The full listing should be reproduced exactly as it appears.

....

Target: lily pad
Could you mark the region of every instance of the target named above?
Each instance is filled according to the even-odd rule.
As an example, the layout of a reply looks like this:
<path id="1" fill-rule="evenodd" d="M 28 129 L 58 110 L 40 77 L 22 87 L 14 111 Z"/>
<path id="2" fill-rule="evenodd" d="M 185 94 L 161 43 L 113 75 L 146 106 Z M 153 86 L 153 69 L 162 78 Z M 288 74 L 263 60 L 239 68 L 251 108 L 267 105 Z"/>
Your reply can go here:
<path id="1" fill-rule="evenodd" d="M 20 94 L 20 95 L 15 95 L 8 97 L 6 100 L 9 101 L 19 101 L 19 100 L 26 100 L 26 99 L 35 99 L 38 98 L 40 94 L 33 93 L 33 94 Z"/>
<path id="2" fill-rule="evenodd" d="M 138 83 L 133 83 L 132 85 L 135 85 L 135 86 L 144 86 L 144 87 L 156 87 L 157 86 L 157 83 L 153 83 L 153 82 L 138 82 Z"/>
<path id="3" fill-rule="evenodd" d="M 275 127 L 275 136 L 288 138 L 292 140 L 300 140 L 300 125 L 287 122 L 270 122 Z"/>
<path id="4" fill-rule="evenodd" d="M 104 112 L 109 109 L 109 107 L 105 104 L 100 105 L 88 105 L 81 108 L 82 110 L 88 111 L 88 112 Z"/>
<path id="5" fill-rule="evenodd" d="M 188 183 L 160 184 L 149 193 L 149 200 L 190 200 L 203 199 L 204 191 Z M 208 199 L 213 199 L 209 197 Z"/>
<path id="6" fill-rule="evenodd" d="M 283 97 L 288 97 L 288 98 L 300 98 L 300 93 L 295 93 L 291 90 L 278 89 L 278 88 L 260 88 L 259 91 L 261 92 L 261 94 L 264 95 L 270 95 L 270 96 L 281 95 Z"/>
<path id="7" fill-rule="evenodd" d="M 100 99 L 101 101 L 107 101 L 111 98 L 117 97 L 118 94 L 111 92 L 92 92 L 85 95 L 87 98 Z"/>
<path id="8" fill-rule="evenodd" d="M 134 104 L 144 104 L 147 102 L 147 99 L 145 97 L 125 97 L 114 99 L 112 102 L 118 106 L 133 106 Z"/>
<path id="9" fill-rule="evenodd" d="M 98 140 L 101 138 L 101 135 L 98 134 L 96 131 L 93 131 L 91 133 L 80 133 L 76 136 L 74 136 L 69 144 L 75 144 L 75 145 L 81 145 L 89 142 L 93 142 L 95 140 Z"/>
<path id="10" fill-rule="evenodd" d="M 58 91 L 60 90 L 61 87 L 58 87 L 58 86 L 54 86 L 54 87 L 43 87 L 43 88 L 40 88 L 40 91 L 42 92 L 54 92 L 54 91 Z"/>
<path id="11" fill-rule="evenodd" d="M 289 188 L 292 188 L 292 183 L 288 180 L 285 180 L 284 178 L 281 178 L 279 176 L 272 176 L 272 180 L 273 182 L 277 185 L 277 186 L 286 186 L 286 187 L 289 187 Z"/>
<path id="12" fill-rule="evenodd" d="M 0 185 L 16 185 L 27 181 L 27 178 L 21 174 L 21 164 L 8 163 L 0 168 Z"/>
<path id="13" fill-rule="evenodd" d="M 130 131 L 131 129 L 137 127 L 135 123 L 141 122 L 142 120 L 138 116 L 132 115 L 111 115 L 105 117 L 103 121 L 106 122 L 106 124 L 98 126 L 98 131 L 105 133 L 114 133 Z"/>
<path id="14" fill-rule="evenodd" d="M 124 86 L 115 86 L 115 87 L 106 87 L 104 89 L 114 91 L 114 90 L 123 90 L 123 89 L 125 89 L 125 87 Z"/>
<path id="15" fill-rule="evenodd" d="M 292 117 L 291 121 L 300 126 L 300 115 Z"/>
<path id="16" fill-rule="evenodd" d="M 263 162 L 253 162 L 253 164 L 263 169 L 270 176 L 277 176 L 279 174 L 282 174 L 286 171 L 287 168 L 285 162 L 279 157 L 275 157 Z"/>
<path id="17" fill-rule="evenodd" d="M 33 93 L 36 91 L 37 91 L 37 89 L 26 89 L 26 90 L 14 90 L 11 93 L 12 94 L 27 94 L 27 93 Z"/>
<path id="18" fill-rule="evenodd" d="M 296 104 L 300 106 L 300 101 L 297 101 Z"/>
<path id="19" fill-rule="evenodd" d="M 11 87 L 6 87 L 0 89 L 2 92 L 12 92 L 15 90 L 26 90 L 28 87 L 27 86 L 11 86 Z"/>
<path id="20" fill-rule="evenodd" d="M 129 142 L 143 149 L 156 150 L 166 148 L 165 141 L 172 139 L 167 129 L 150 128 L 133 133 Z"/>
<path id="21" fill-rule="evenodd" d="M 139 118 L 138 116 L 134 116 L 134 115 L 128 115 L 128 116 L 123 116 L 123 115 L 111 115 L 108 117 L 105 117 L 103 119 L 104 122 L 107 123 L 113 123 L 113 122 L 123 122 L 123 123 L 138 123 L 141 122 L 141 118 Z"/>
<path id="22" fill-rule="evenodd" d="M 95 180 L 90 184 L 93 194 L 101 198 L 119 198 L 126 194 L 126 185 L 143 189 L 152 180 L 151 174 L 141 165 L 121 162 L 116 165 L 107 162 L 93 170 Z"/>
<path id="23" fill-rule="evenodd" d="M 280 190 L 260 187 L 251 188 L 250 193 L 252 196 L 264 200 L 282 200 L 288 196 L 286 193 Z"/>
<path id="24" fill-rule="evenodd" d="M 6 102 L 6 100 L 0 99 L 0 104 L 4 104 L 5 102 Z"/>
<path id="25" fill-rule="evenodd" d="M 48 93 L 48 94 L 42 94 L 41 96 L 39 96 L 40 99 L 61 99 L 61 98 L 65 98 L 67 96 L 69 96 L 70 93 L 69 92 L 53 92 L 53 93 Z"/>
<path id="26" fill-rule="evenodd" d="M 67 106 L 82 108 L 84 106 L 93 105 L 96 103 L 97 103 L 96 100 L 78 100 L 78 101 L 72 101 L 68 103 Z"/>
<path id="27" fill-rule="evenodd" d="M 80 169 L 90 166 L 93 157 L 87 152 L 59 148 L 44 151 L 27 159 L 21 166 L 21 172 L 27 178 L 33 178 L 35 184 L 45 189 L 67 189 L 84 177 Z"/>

....

**Completed exercise**
Target: lily pad
Could you mark the region of every instance of the target named above?
Each instance is filled according to the even-odd rule.
As an example, the layout of a reply looks like this:
<path id="1" fill-rule="evenodd" d="M 28 129 L 58 110 L 40 77 L 22 87 L 14 111 Z"/>
<path id="2" fill-rule="evenodd" d="M 185 94 L 161 43 L 113 75 L 146 106 Z M 153 86 L 153 69 L 162 78 Z M 288 74 L 263 60 L 239 68 L 251 108 L 267 105 Z"/>
Your reply can go here:
<path id="1" fill-rule="evenodd" d="M 20 94 L 20 95 L 15 95 L 8 97 L 6 100 L 9 101 L 19 101 L 19 100 L 26 100 L 26 99 L 35 99 L 38 98 L 40 94 L 33 93 L 33 94 Z"/>
<path id="2" fill-rule="evenodd" d="M 138 83 L 133 83 L 132 85 L 135 85 L 135 86 L 144 86 L 144 87 L 156 87 L 157 86 L 157 83 L 153 83 L 153 82 L 138 82 Z"/>
<path id="3" fill-rule="evenodd" d="M 275 127 L 275 136 L 288 138 L 292 140 L 300 140 L 300 125 L 287 122 L 270 122 Z"/>
<path id="4" fill-rule="evenodd" d="M 104 112 L 109 109 L 109 107 L 105 104 L 100 105 L 88 105 L 81 108 L 82 110 L 88 111 L 88 112 Z"/>
<path id="5" fill-rule="evenodd" d="M 188 183 L 160 184 L 149 193 L 149 200 L 190 200 L 203 199 L 204 191 Z M 208 199 L 213 199 L 209 197 Z"/>
<path id="6" fill-rule="evenodd" d="M 283 97 L 288 97 L 288 98 L 300 98 L 300 93 L 295 93 L 291 90 L 278 89 L 278 88 L 260 88 L 259 91 L 261 92 L 261 94 L 264 95 L 270 95 L 270 96 L 281 95 Z"/>
<path id="7" fill-rule="evenodd" d="M 100 99 L 101 101 L 107 101 L 111 98 L 117 97 L 118 94 L 111 92 L 92 92 L 85 95 L 87 98 Z"/>
<path id="8" fill-rule="evenodd" d="M 134 104 L 144 104 L 147 102 L 147 99 L 145 97 L 125 97 L 114 99 L 112 102 L 118 106 L 133 106 Z"/>
<path id="9" fill-rule="evenodd" d="M 98 140 L 101 138 L 101 135 L 98 134 L 96 131 L 93 131 L 91 133 L 80 133 L 76 136 L 74 136 L 69 144 L 75 144 L 75 145 L 81 145 L 89 142 L 93 142 L 95 140 Z"/>
<path id="10" fill-rule="evenodd" d="M 58 91 L 60 90 L 61 87 L 58 87 L 58 86 L 54 86 L 54 87 L 43 87 L 43 88 L 40 88 L 40 91 L 42 92 L 54 92 L 54 91 Z"/>
<path id="11" fill-rule="evenodd" d="M 289 188 L 292 188 L 292 183 L 288 180 L 285 180 L 284 178 L 281 178 L 279 176 L 272 176 L 272 180 L 273 182 L 277 185 L 277 186 L 286 186 L 286 187 L 289 187 Z"/>
<path id="12" fill-rule="evenodd" d="M 0 185 L 16 185 L 27 181 L 27 178 L 21 174 L 21 164 L 8 163 L 0 168 Z"/>
<path id="13" fill-rule="evenodd" d="M 130 131 L 131 129 L 137 127 L 135 123 L 141 122 L 142 120 L 138 116 L 132 115 L 111 115 L 105 117 L 103 121 L 106 122 L 106 124 L 98 126 L 98 131 L 105 133 L 114 133 Z"/>
<path id="14" fill-rule="evenodd" d="M 124 86 L 115 86 L 115 87 L 106 87 L 104 89 L 114 91 L 114 90 L 123 90 L 123 89 L 125 89 L 125 87 Z"/>
<path id="15" fill-rule="evenodd" d="M 292 117 L 291 121 L 300 126 L 300 115 Z"/>
<path id="16" fill-rule="evenodd" d="M 263 162 L 253 162 L 253 164 L 263 169 L 270 176 L 277 176 L 279 174 L 282 174 L 286 171 L 287 168 L 285 162 L 279 157 L 275 157 Z"/>
<path id="17" fill-rule="evenodd" d="M 33 93 L 36 91 L 37 91 L 37 89 L 26 89 L 26 90 L 14 90 L 11 93 L 12 94 L 27 94 L 27 93 Z"/>
<path id="18" fill-rule="evenodd" d="M 296 104 L 300 106 L 300 101 L 297 101 Z"/>
<path id="19" fill-rule="evenodd" d="M 11 87 L 6 87 L 0 89 L 2 92 L 12 92 L 15 90 L 26 90 L 28 87 L 27 86 L 11 86 Z"/>
<path id="20" fill-rule="evenodd" d="M 129 142 L 143 149 L 156 150 L 166 148 L 165 141 L 172 139 L 167 129 L 150 128 L 133 133 Z"/>
<path id="21" fill-rule="evenodd" d="M 139 118 L 138 116 L 134 116 L 134 115 L 128 115 L 128 116 L 123 116 L 123 115 L 111 115 L 108 117 L 105 117 L 103 119 L 104 122 L 107 123 L 113 123 L 113 122 L 123 122 L 123 123 L 138 123 L 141 122 L 141 118 Z"/>
<path id="22" fill-rule="evenodd" d="M 95 180 L 90 184 L 93 194 L 101 198 L 119 198 L 126 194 L 126 185 L 143 189 L 152 180 L 151 174 L 141 165 L 121 162 L 116 165 L 107 162 L 93 170 Z"/>
<path id="23" fill-rule="evenodd" d="M 280 190 L 260 187 L 251 188 L 250 193 L 252 196 L 264 200 L 282 200 L 288 196 L 286 193 Z"/>
<path id="24" fill-rule="evenodd" d="M 6 102 L 6 100 L 0 99 L 0 104 L 4 104 L 5 102 Z"/>
<path id="25" fill-rule="evenodd" d="M 48 93 L 48 94 L 42 94 L 41 96 L 39 96 L 40 99 L 61 99 L 61 98 L 65 98 L 67 96 L 69 96 L 70 93 L 69 92 L 53 92 L 53 93 Z"/>
<path id="26" fill-rule="evenodd" d="M 67 106 L 82 108 L 84 106 L 93 105 L 96 103 L 97 103 L 96 100 L 78 100 L 78 101 L 72 101 L 68 103 Z"/>
<path id="27" fill-rule="evenodd" d="M 80 169 L 90 166 L 93 157 L 87 152 L 59 148 L 44 151 L 27 159 L 21 166 L 21 172 L 27 178 L 33 178 L 35 184 L 45 189 L 67 189 L 84 177 Z"/>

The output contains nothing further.